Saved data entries
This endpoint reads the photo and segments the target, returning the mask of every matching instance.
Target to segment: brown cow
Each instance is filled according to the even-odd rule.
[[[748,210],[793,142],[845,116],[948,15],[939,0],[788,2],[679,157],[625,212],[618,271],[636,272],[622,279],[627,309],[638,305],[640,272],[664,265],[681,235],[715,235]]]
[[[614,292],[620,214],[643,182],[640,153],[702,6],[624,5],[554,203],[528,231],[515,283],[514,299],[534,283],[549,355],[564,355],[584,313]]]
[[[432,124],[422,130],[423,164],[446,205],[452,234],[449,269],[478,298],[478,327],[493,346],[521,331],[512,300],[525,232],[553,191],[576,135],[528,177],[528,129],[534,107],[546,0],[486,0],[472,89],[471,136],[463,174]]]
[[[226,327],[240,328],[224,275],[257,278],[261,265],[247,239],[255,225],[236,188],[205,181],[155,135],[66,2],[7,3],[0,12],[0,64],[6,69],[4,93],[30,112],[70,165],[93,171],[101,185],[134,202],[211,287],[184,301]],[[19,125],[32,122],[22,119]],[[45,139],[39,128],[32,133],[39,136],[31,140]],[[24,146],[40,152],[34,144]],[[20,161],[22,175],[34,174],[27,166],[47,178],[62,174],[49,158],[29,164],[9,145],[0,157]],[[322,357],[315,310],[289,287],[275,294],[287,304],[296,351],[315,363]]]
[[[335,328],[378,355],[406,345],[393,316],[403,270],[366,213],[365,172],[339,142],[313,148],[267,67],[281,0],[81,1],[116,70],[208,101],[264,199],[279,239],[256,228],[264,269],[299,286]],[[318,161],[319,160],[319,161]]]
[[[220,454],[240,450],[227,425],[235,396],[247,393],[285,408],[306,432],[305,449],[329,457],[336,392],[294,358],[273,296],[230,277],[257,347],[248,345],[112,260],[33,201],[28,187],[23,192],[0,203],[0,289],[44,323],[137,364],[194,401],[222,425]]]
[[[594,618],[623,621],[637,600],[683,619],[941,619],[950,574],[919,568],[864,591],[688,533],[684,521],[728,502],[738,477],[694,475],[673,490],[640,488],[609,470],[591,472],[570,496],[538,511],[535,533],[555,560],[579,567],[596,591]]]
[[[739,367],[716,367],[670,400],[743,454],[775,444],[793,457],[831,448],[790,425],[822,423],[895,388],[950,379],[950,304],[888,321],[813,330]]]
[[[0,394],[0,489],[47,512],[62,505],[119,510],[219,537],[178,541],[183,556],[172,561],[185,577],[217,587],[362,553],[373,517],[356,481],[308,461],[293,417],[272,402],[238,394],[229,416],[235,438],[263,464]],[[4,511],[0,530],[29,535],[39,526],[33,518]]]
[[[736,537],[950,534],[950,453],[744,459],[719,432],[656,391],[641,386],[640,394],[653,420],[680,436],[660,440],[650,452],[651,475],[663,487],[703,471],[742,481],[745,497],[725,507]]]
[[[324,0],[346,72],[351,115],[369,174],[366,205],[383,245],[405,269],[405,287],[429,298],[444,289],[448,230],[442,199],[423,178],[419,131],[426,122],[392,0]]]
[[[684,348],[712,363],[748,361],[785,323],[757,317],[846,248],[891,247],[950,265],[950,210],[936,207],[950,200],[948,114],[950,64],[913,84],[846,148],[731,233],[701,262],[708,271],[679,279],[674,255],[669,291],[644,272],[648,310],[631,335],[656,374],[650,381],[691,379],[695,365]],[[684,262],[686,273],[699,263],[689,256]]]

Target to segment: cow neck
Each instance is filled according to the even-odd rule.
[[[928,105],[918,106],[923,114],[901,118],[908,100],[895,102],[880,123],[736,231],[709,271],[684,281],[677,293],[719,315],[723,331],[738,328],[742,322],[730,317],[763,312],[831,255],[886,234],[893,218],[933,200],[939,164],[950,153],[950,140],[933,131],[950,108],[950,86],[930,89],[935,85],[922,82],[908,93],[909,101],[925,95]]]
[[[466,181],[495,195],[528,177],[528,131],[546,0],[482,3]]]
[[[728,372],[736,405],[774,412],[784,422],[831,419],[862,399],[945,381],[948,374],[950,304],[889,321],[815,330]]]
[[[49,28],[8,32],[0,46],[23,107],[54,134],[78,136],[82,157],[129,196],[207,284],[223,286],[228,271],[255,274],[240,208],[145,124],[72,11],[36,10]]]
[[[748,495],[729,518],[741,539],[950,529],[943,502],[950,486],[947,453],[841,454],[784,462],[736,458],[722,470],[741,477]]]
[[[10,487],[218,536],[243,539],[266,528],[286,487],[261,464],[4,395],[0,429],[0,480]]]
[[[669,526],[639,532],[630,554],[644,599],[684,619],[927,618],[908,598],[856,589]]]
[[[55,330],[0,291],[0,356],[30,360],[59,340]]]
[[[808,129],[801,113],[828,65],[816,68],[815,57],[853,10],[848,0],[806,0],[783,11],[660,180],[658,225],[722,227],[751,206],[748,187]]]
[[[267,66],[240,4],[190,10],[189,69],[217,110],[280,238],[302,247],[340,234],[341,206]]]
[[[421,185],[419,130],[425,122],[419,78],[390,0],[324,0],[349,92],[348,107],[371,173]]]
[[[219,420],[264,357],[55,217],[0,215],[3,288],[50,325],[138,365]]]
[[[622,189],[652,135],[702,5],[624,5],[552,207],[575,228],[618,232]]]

Exercise
Restate the data word for word. Begin at its first line, end at the line that contains "Target to segment: brown cow", and include both.

Answer to this problem
This endpoint reads the photo and segments the target, returning the mask of every matching instance.
Target to segment: brown cow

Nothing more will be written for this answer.